>>>
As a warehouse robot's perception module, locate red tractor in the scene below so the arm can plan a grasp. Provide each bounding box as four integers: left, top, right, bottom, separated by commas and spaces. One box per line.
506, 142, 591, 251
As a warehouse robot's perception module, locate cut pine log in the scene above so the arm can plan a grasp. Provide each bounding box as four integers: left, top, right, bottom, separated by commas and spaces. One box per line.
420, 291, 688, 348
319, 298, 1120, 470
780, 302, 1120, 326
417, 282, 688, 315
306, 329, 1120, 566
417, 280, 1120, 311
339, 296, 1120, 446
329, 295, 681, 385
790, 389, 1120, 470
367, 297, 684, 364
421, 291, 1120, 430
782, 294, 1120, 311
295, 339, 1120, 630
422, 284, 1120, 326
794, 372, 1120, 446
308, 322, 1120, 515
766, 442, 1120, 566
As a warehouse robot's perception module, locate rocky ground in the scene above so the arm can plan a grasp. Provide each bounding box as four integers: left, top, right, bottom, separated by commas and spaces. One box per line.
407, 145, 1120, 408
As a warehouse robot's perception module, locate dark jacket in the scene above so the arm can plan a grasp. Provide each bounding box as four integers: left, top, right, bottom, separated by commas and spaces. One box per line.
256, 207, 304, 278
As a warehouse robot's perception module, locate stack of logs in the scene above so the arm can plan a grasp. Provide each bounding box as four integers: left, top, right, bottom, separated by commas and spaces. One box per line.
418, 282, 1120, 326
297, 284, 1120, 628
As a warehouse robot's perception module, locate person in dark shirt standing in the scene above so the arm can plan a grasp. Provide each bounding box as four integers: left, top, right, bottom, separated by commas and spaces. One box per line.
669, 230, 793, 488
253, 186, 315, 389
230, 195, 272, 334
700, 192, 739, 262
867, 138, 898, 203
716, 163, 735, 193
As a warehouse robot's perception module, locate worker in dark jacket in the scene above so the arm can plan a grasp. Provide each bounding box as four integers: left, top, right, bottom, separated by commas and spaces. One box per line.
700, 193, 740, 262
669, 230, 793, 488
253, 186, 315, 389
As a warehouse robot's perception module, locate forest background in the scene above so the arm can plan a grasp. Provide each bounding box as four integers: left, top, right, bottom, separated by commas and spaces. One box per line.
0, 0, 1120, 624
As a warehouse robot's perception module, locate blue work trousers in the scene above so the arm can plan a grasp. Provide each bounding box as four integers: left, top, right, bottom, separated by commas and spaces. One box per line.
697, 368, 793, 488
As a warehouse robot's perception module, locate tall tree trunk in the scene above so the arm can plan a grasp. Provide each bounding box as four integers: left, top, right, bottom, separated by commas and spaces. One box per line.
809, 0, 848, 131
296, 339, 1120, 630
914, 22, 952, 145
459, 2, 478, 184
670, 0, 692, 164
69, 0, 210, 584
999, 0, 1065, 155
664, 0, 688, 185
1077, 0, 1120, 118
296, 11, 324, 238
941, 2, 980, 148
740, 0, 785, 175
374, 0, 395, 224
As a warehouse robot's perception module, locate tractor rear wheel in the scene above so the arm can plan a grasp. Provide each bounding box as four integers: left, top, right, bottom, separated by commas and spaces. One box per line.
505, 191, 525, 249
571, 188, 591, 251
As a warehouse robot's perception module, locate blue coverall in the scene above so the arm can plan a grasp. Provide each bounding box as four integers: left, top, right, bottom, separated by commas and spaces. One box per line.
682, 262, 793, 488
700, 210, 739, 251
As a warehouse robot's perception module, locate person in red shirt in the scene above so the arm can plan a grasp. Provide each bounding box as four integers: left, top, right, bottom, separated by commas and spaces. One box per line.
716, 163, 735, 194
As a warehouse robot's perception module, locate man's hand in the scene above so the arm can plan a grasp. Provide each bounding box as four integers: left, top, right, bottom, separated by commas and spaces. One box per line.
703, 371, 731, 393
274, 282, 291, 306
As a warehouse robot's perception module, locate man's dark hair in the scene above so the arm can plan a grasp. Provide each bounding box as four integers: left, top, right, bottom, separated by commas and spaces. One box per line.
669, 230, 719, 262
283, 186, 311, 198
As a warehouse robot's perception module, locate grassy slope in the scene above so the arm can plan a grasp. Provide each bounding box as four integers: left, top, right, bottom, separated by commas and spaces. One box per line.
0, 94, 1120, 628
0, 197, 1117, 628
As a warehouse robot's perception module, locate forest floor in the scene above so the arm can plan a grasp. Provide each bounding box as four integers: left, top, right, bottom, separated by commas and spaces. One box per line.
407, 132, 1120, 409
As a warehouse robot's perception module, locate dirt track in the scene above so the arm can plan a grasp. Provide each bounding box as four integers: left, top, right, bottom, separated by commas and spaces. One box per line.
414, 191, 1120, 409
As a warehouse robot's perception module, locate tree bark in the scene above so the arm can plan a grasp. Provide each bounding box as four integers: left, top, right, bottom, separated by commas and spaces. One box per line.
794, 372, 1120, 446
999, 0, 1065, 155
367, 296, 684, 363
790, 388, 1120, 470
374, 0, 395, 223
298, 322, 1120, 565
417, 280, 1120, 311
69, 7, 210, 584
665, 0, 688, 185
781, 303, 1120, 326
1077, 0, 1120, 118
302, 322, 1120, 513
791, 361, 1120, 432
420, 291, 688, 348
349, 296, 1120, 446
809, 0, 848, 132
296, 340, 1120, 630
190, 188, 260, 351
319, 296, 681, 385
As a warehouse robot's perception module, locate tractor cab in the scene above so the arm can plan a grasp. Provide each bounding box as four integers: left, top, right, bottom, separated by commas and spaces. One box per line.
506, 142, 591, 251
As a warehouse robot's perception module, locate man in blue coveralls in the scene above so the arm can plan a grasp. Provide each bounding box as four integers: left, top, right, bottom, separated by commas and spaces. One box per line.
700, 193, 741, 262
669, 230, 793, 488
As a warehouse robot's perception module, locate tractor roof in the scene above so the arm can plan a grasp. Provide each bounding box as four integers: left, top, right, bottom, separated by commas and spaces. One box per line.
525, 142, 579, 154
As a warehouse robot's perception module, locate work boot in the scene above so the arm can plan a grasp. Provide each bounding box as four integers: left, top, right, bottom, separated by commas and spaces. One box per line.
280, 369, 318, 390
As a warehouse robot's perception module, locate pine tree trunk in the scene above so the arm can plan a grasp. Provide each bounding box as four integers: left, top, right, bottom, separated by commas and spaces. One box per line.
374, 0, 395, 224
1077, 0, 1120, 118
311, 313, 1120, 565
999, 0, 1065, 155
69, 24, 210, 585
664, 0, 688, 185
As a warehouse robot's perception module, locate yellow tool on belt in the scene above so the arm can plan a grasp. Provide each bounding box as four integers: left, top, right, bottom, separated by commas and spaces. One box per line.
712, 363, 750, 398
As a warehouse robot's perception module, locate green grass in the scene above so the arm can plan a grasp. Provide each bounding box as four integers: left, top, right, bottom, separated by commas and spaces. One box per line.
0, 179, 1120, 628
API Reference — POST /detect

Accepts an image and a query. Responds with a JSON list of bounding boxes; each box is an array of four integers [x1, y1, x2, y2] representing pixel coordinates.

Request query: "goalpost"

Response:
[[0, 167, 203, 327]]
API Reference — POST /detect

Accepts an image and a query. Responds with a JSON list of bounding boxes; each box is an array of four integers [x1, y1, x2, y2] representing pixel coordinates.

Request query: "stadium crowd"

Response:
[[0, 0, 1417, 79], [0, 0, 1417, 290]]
<<<
→ **Work to complete**
Repeat word for word the lines of the data above, beginning at the line that has "As a warehouse robot's perception module, locate tractor rear" and stopping after the line that has "700, 210, 739, 251".

→ **Correct answer**
As a warehouse robot's perception module, locate tractor rear wheel in the scene above so the arm can plan a grasp. Provide each bounding box as four integers: left, top, right, bottom, separated by commas and spaces. One box per line.
505, 191, 525, 249
571, 188, 591, 251
As a warehouse robot's perception module, locate blue coverall in the scene above so the arm can plan a grasp. Provide each bounding box as four integers: left, top, right, bottom, separated by commas and spaces. One box per line.
682, 262, 793, 488
700, 210, 739, 251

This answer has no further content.